### GOAL
Find every line in the data below that contains the word "black" and copy each one out in full. Only count matches with the same uppercase and lowercase letters.

### RECORDS TO PROCESS
-------
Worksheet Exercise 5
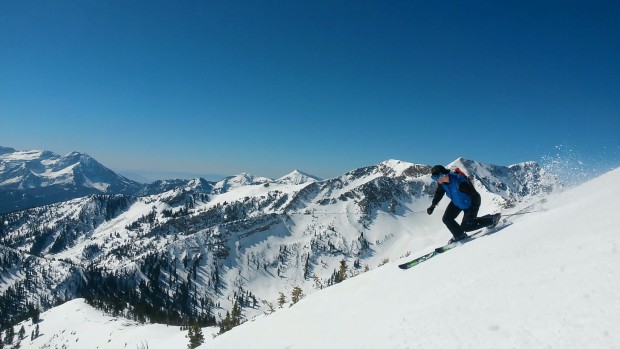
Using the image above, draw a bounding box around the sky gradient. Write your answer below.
[0,0,620,178]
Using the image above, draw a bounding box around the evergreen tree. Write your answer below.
[220,312,233,334]
[336,259,347,282]
[278,292,286,308]
[230,301,241,327]
[187,324,205,349]
[291,286,304,305]
[4,326,15,344]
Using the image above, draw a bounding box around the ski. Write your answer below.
[398,219,512,270]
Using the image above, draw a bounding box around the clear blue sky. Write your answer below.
[0,0,620,178]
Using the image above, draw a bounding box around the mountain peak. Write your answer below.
[276,170,321,184]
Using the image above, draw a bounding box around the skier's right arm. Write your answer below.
[426,185,446,214]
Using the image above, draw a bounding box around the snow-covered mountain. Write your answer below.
[3,166,620,349]
[0,147,141,213]
[0,159,557,334]
[276,170,321,184]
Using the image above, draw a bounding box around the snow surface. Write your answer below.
[10,169,620,349]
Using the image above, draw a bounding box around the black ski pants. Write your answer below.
[441,198,493,238]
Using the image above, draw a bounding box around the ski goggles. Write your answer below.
[431,173,446,182]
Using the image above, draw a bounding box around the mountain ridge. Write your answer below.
[0,147,555,332]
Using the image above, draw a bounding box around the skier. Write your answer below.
[426,165,500,243]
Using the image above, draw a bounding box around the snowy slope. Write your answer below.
[10,169,620,349]
[0,159,546,325]
[202,166,620,349]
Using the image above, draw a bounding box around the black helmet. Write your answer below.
[431,165,450,176]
-------
### SOLUTION TO THE PROBLEM
Using the image above, draw a bounding box around the black ski pants. Write your answer below.
Using the image above, draw a bounding box around the black helmet. Write your answer below.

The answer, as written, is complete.